____ Source material

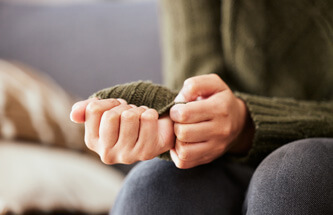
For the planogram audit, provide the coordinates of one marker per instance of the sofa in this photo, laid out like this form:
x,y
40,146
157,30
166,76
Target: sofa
x,y
52,54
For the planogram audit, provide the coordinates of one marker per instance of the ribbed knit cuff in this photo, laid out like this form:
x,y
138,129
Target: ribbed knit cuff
x,y
191,39
279,121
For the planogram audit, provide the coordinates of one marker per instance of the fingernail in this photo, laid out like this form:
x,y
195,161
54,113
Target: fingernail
x,y
71,116
145,107
122,101
179,98
75,106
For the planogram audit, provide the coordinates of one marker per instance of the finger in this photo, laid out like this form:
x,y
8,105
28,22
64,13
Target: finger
x,y
110,126
93,114
148,137
130,126
186,164
78,110
193,133
192,112
200,86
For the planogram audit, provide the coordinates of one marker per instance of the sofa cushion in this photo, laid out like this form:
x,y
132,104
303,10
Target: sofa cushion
x,y
35,108
44,180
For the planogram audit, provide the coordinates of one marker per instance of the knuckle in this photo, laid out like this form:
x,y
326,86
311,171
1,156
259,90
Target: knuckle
x,y
183,114
110,115
89,143
128,115
182,133
184,155
105,158
150,115
181,164
93,107
124,159
144,157
191,85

________

To be done —
Reproduce the entire listing above word for word, omitting the pictures.

Output of the task —
For the planogram audit, provide the coordinates of one marker per instance of the sofa in this photo, laid out like this form:
x,y
40,146
157,30
166,76
Target: sofa
x,y
52,54
For the planogram audit, provide the coordinates of one marker per instance of the ribbed knit cuff in this photo, laid out like this form:
x,y
138,129
Target: ribbed knit cuff
x,y
191,39
279,121
For the planogram audit, provide the coordinates of one marker per instance of the fingernail in this photo, laid out like this form:
x,y
195,161
54,113
Target: fingernail
x,y
71,116
145,107
122,101
179,98
75,106
For the planogram audit, provide the coordinates of one marker per instance of the finger in this photo, laid out like this form:
x,y
8,105
28,22
64,13
Target: finger
x,y
110,126
93,114
148,137
130,126
186,164
78,110
193,133
192,112
200,86
For the planogram audit, provide the coordinates of one marker per instance of the sofa cushion in this photo, laid out like this form:
x,y
132,104
303,10
Target: sofa cushion
x,y
35,108
44,180
For the planogram audit, provide the coordinates of one marker per instance of the knuckle in this photo, laid out like this form:
x,y
326,86
311,171
1,156
259,90
Target: knuckle
x,y
183,114
110,115
89,143
128,115
182,133
184,155
105,158
150,115
181,164
93,107
124,159
144,157
191,85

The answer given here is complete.